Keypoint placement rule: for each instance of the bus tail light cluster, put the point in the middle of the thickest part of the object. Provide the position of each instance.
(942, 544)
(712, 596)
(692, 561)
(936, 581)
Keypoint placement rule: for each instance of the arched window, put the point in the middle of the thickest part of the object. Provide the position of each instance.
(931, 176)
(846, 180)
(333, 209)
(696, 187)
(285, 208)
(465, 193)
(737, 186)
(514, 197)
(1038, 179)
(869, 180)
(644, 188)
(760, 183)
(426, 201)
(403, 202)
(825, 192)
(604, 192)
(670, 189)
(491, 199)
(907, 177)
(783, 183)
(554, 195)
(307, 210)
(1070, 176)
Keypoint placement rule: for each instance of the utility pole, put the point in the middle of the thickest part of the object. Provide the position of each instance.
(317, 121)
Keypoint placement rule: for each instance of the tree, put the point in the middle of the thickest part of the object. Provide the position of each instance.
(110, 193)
- - - - -
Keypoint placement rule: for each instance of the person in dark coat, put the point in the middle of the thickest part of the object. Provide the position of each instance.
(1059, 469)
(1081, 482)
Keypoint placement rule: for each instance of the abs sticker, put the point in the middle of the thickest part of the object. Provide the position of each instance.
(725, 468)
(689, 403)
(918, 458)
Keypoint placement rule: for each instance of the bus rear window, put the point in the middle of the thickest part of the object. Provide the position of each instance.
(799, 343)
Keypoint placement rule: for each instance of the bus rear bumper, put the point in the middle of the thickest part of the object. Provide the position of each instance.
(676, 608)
- - - - -
* **Your instructions**
Retype the items from the line with "Keypoint placement rule: for each instance of the arched" to the line with "(1070, 176)", both lines included, keeping every character the same.

* **Answer**
Keypoint placement rule: for each instance of the arched window, put the point in the middle of the thickest part of the object. Provide the position of each instance.
(931, 176)
(846, 180)
(333, 209)
(696, 187)
(285, 208)
(465, 193)
(737, 186)
(514, 197)
(1038, 179)
(869, 180)
(644, 188)
(760, 183)
(426, 201)
(403, 202)
(825, 192)
(604, 192)
(670, 189)
(491, 199)
(907, 177)
(783, 183)
(554, 195)
(307, 210)
(1070, 176)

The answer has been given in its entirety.